Write out everything from the line containing "Target: rusty blue truck bed" down to the line containing "(1092, 451)", swapping "Report" for "Result" and keeping all else unchanged. Give only those lines.

-- DATA SUPPLIED start --

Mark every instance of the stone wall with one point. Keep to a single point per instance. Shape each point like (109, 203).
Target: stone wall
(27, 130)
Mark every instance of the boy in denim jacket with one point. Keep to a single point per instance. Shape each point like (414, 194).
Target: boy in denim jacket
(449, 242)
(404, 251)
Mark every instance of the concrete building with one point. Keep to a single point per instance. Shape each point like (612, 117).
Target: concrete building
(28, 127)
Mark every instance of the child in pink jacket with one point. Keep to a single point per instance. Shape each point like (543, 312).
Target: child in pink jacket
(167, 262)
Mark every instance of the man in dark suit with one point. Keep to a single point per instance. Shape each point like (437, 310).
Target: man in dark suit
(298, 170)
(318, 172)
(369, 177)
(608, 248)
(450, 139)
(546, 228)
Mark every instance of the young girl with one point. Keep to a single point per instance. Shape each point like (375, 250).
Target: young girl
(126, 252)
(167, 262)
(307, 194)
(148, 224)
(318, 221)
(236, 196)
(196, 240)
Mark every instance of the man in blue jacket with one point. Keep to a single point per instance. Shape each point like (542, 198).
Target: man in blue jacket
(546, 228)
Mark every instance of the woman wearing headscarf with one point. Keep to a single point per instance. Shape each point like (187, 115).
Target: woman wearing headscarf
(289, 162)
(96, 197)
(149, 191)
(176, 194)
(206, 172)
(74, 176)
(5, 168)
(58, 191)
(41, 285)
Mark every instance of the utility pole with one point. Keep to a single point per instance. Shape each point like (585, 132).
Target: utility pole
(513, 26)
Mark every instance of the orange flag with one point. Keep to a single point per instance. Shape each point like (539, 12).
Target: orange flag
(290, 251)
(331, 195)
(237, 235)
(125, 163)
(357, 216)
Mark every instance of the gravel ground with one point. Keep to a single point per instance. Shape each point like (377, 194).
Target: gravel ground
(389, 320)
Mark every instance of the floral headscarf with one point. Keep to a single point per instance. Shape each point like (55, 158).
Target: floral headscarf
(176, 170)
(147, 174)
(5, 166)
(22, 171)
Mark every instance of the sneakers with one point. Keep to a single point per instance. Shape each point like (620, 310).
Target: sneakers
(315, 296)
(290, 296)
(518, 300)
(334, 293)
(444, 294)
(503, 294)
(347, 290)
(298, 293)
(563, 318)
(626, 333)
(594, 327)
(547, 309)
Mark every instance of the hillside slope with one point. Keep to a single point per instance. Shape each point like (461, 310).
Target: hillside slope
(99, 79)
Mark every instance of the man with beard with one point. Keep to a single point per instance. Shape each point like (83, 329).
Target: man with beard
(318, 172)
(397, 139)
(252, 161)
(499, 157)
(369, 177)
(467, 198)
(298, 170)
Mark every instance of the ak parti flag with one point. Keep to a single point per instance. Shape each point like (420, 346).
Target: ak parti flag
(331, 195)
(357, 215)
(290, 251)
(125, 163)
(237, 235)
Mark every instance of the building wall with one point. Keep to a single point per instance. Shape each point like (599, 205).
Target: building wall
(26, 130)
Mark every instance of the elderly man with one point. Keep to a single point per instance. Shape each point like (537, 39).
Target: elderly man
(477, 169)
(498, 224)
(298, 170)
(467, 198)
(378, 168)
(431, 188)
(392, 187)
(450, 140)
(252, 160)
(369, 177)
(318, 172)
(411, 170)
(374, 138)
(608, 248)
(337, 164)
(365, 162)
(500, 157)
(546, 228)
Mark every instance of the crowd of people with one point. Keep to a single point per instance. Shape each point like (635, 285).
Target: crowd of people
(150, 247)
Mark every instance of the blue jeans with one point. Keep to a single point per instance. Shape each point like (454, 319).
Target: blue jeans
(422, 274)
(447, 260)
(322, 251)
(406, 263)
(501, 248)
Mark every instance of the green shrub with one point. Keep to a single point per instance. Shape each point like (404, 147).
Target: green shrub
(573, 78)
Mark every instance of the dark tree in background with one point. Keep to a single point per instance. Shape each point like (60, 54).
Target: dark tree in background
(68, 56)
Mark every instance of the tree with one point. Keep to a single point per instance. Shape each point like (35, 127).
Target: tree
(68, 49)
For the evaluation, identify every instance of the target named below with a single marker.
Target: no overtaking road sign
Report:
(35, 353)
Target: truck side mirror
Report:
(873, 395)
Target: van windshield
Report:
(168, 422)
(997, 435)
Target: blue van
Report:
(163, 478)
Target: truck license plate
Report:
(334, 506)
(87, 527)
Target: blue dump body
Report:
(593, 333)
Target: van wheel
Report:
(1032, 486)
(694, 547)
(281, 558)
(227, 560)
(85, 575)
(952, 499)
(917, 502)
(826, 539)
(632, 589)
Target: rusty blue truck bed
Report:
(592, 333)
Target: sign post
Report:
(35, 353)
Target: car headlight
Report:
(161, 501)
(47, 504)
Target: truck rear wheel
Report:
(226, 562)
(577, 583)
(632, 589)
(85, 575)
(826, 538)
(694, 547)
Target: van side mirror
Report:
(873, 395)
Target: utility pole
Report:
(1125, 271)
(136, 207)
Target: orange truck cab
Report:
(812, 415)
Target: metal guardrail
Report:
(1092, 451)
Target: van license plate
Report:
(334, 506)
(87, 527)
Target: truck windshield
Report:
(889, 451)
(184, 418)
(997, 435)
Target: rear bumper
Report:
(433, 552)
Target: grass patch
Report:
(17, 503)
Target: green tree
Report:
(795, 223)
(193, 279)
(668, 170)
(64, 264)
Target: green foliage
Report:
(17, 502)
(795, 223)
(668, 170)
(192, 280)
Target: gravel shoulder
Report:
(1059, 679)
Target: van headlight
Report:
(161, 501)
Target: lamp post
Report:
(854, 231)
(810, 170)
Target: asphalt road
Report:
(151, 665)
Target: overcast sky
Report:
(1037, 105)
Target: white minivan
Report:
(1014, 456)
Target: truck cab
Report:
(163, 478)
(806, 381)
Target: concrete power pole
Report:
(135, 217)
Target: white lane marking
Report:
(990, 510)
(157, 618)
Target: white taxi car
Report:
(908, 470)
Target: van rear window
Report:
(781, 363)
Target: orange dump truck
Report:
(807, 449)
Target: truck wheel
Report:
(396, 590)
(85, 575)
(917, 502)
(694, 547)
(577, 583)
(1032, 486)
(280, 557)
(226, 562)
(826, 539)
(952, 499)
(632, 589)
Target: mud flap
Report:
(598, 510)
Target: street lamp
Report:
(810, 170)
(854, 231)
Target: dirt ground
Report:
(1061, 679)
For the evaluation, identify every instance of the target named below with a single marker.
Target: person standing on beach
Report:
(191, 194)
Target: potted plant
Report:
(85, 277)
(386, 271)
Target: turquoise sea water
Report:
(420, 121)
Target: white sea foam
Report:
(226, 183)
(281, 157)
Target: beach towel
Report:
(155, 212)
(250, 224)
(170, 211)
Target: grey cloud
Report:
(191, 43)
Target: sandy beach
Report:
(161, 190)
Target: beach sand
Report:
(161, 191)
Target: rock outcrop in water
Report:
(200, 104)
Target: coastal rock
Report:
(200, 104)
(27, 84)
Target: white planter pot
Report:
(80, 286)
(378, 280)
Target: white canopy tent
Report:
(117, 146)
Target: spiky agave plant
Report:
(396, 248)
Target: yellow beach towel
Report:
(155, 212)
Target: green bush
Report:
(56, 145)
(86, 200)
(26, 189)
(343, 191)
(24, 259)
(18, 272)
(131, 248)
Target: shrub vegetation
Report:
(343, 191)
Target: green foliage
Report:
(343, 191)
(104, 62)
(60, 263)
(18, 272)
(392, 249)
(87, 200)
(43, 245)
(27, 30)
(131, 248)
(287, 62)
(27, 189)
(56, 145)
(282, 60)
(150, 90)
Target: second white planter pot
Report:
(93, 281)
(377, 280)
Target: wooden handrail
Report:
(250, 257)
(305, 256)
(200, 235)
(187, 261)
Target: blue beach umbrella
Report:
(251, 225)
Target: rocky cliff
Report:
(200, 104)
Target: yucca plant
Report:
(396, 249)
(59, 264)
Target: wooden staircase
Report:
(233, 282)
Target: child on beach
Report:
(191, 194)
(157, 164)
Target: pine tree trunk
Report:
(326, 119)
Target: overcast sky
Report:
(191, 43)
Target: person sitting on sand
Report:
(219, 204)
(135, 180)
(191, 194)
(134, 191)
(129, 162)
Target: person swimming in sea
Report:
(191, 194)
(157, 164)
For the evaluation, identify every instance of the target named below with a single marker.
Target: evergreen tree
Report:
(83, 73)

-- DATA SUPPLIED end --

COMPLETED EXERCISE.
Target: rusty blue truck bed
Result:
(592, 333)
Target: sign post
Result:
(35, 353)
Target: car headlight
Result:
(161, 501)
(47, 504)
Target: truck rear wheel
Result:
(226, 562)
(577, 583)
(632, 589)
(85, 575)
(826, 538)
(694, 547)
Target: van side mirror
Result:
(873, 395)
Target: utility pole
Result:
(1125, 271)
(136, 207)
Target: orange truck cab
Result:
(812, 415)
Target: metal guardrail
Result:
(1092, 451)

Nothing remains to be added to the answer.